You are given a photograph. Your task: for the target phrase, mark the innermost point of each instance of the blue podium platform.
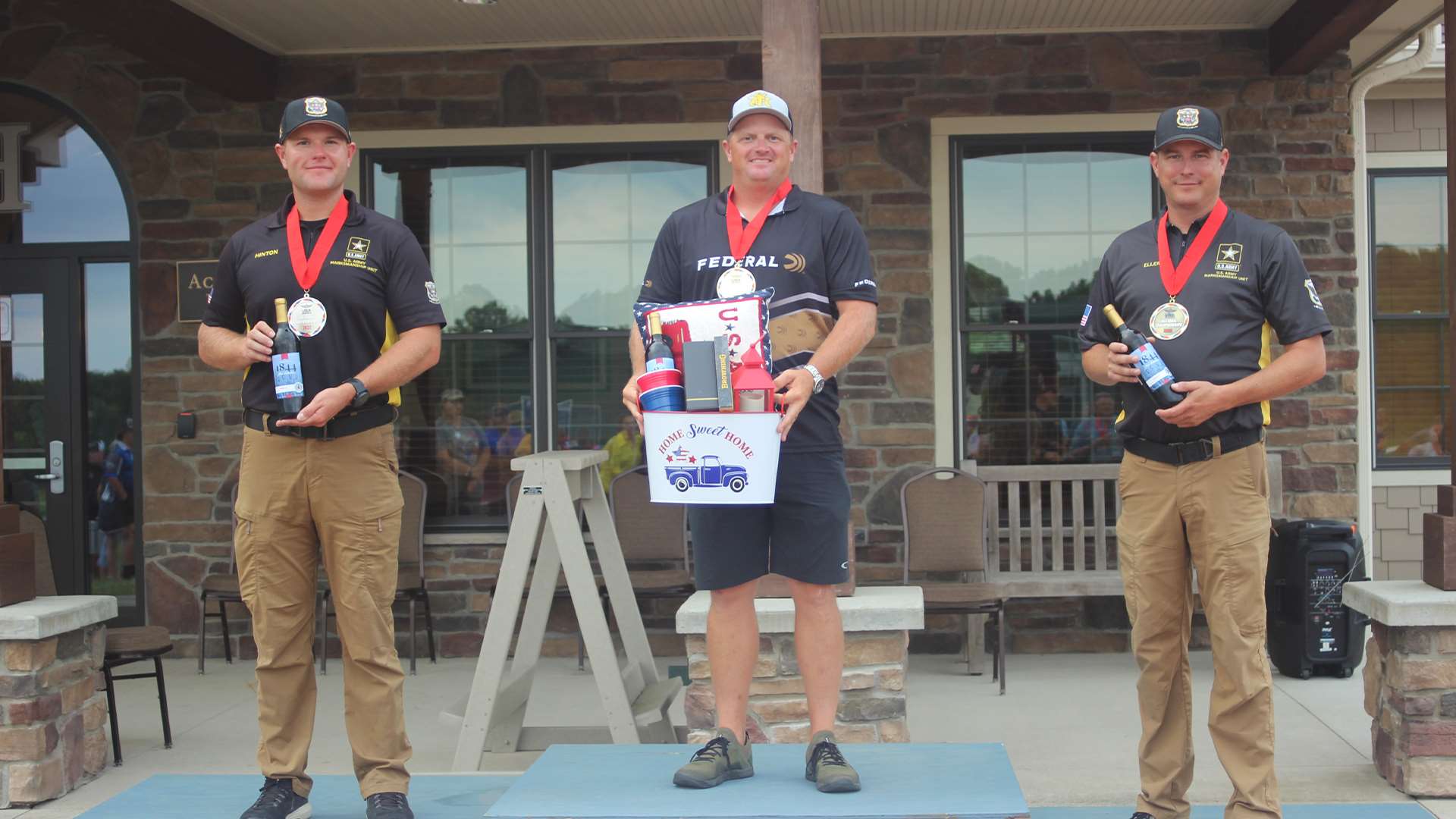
(603, 781)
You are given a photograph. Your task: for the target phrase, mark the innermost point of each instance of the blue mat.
(199, 796)
(1348, 811)
(971, 781)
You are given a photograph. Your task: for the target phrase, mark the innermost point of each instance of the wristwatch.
(814, 373)
(360, 392)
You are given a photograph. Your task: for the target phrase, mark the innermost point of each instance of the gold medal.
(308, 316)
(736, 281)
(1168, 321)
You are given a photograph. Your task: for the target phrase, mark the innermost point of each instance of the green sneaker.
(723, 758)
(824, 765)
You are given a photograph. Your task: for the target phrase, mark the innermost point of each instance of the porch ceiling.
(332, 27)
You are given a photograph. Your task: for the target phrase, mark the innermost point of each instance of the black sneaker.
(388, 806)
(278, 802)
(826, 767)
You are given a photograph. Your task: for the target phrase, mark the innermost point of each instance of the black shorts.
(804, 534)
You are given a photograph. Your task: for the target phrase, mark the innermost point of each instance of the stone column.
(53, 703)
(873, 700)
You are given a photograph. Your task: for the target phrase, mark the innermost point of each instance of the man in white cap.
(764, 232)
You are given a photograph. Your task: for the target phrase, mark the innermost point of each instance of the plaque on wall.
(194, 284)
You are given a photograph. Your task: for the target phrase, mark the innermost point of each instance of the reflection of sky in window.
(108, 316)
(77, 202)
(28, 346)
(604, 221)
(1410, 210)
(1041, 221)
(478, 238)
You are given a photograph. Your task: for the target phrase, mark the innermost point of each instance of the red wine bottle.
(286, 365)
(658, 346)
(1155, 375)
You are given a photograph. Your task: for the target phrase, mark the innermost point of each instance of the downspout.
(1365, 390)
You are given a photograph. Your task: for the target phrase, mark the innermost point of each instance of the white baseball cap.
(761, 102)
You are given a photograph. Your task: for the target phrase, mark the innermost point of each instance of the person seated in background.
(460, 450)
(623, 450)
(1095, 439)
(1435, 444)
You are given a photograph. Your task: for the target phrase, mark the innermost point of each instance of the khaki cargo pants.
(294, 499)
(1213, 515)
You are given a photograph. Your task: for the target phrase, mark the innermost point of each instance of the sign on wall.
(194, 286)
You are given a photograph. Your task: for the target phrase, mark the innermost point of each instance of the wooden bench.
(1052, 531)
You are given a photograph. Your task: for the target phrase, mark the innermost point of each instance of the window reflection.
(1411, 325)
(109, 480)
(1036, 222)
(69, 186)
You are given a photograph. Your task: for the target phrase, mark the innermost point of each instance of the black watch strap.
(360, 392)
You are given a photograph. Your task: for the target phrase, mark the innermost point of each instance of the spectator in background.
(114, 513)
(1095, 439)
(623, 450)
(460, 450)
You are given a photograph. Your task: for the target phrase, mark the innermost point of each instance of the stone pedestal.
(873, 698)
(53, 703)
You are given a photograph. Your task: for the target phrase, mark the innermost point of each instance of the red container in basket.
(660, 378)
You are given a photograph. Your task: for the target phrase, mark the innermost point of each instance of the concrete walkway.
(1069, 723)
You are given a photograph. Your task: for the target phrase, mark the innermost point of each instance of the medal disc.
(308, 316)
(1168, 321)
(736, 281)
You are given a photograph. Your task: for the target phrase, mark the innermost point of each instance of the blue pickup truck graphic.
(711, 472)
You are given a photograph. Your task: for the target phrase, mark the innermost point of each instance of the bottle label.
(1152, 368)
(287, 375)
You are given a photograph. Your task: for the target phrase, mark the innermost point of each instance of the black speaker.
(1310, 627)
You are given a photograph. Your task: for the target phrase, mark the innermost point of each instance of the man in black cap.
(362, 300)
(1209, 287)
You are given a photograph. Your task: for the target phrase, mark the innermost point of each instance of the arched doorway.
(69, 334)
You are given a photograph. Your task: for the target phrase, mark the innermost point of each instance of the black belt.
(1193, 450)
(340, 426)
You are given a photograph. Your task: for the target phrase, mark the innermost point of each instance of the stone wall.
(53, 735)
(200, 167)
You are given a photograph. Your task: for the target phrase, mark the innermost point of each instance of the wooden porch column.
(1439, 529)
(791, 69)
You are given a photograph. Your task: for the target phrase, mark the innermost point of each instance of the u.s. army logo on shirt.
(1229, 257)
(357, 249)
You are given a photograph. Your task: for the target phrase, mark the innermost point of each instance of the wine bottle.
(287, 365)
(658, 347)
(1155, 375)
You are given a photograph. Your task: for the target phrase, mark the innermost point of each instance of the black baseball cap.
(313, 110)
(1188, 123)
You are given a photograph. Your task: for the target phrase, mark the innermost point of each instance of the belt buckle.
(1203, 452)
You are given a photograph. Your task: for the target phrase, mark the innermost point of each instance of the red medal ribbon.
(306, 267)
(1174, 279)
(742, 238)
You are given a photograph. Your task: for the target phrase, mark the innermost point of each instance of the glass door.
(38, 409)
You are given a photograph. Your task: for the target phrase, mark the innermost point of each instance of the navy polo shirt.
(811, 251)
(375, 284)
(1250, 284)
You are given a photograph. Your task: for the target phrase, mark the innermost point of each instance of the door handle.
(57, 465)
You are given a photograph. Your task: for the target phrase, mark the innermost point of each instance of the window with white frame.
(1410, 319)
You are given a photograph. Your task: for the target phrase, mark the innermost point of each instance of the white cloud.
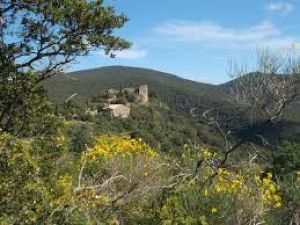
(214, 35)
(282, 7)
(131, 54)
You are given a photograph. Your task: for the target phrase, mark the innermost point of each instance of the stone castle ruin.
(139, 95)
(141, 92)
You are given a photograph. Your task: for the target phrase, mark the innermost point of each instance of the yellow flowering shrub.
(108, 147)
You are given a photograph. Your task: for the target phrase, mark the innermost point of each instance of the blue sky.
(195, 39)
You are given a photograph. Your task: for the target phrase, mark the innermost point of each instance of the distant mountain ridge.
(177, 92)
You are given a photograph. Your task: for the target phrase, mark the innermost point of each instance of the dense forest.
(194, 154)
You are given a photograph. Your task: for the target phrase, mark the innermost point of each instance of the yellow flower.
(205, 192)
(277, 205)
(206, 153)
(214, 210)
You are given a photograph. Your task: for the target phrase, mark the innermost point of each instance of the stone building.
(141, 92)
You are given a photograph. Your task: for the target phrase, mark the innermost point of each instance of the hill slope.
(177, 93)
(90, 83)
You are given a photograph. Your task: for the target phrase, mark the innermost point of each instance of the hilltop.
(179, 94)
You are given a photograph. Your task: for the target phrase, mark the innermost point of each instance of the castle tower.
(143, 95)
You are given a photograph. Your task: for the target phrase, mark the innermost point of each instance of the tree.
(39, 38)
(261, 97)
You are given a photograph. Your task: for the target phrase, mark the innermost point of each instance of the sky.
(195, 39)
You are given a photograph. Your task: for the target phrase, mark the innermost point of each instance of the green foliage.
(286, 159)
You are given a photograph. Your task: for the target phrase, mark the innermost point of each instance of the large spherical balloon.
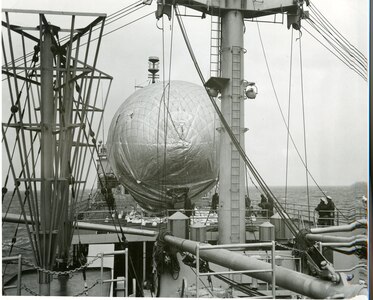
(163, 141)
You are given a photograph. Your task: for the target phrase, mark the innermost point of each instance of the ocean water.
(346, 199)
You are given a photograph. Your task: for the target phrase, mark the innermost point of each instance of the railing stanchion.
(19, 280)
(273, 269)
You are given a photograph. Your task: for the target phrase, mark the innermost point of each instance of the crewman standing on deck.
(331, 209)
(322, 209)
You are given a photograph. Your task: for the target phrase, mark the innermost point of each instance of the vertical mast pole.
(47, 124)
(232, 172)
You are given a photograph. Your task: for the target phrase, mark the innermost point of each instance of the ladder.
(215, 44)
(235, 156)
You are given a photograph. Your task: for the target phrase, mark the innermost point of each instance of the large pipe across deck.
(288, 279)
(350, 227)
(333, 239)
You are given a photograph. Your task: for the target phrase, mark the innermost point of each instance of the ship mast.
(53, 102)
(231, 85)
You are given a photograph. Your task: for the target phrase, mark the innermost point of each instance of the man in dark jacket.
(322, 209)
(331, 208)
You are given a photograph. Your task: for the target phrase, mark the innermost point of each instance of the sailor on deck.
(331, 208)
(322, 209)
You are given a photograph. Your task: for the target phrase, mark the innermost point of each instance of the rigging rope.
(289, 106)
(343, 49)
(304, 126)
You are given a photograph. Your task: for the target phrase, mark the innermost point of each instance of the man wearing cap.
(330, 210)
(322, 208)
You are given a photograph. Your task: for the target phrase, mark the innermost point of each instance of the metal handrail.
(102, 281)
(19, 272)
(240, 246)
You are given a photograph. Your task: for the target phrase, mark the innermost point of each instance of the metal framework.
(50, 96)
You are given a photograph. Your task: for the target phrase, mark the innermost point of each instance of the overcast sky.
(336, 100)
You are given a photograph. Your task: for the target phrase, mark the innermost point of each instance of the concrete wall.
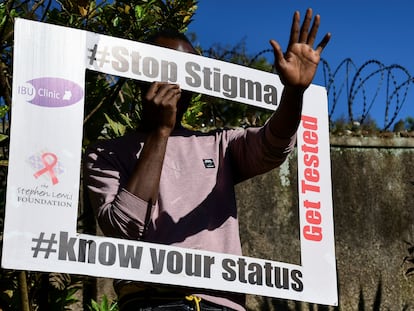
(373, 192)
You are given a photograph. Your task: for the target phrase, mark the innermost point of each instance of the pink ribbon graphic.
(49, 160)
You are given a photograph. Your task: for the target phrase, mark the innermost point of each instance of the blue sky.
(361, 30)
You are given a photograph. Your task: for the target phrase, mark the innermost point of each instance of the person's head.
(173, 39)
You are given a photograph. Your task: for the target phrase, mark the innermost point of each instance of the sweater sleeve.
(257, 150)
(119, 213)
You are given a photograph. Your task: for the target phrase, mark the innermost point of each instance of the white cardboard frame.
(45, 155)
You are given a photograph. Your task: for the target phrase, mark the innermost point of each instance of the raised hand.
(297, 66)
(161, 104)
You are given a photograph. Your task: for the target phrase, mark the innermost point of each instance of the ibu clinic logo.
(51, 92)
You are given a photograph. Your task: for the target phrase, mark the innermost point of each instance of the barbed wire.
(361, 90)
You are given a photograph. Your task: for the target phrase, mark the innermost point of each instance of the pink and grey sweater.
(196, 205)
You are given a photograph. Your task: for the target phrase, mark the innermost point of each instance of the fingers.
(294, 31)
(277, 50)
(323, 42)
(304, 35)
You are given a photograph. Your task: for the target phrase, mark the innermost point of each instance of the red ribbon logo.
(49, 161)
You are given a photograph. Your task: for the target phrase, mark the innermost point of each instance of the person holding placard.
(168, 185)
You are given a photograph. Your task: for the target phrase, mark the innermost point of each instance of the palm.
(298, 66)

---

• [WHAT YOU WILL DO] Lay out the rows as a JSON list of strings, one string per line and with blank lines left out, starting at the line that contains "the concrete walkway." and ending at the line that contains "(1209, 287)", both included.

• [COMPLETE RESPONSE]
[
  "You are given a photograph. Your task: for the target phrase, mark the innermost point of each instance of the concrete walkway.",
  "(1069, 723)",
  "You are given a photograph. Your task: for the target phrase, mark the innermost point of each instance of the medal disc.",
  "(308, 316)",
  "(1168, 321)",
  "(736, 281)",
  "You are given a photograph. Your task: for the target phrase, mark the innermost point of each instance of the blue pickup truck graphic.",
  "(711, 472)",
  "You are given a photograph. Your task: for the target phrase, mark the innermost point of each instance of the bottle label.",
  "(1152, 368)",
  "(287, 375)",
  "You are given a photograph. Your task: for the target phrase, mark the innermost point of each instance of the black speaker.",
  "(1310, 627)",
  "You are given a photograph. Your task: for the target phrase, mark the innermost point of each instance of the man in black cap.",
  "(362, 300)",
  "(1209, 287)"
]